* [INFORMATION GIVEN]:

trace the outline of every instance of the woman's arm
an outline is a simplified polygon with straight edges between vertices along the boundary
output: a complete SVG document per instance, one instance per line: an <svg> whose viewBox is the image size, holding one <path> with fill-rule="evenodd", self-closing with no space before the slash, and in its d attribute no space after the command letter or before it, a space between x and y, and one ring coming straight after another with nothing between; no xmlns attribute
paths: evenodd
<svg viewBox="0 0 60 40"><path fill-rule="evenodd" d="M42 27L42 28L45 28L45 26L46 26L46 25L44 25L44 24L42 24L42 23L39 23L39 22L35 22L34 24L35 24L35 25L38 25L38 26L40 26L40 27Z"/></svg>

* [BRIEF]: Rewrite all the items above, swapping "instance" for "occurrence" wherever it occurs and leaving everything else unchanged.

* [SOLUTION FOR THIS TASK]:
trace the outline of every occurrence of the woman's arm
an outline is a simplified polygon with straight edges between vertices along the boundary
output: a complete SVG document per occurrence, one occurrence per line: an <svg> whose viewBox is the image size, holding one <path> with fill-rule="evenodd", self-closing with no space before the slash, and in its d attribute no space after the command letter or before it, a space between x and y, and one ring coming straight after another with nothing between; no xmlns attribute
paths: evenodd
<svg viewBox="0 0 60 40"><path fill-rule="evenodd" d="M42 27L42 28L45 28L45 26L46 26L46 25L44 25L44 24L42 24L42 23L39 23L39 22L35 22L34 24L35 24L35 25L38 25L38 26L40 26L40 27Z"/></svg>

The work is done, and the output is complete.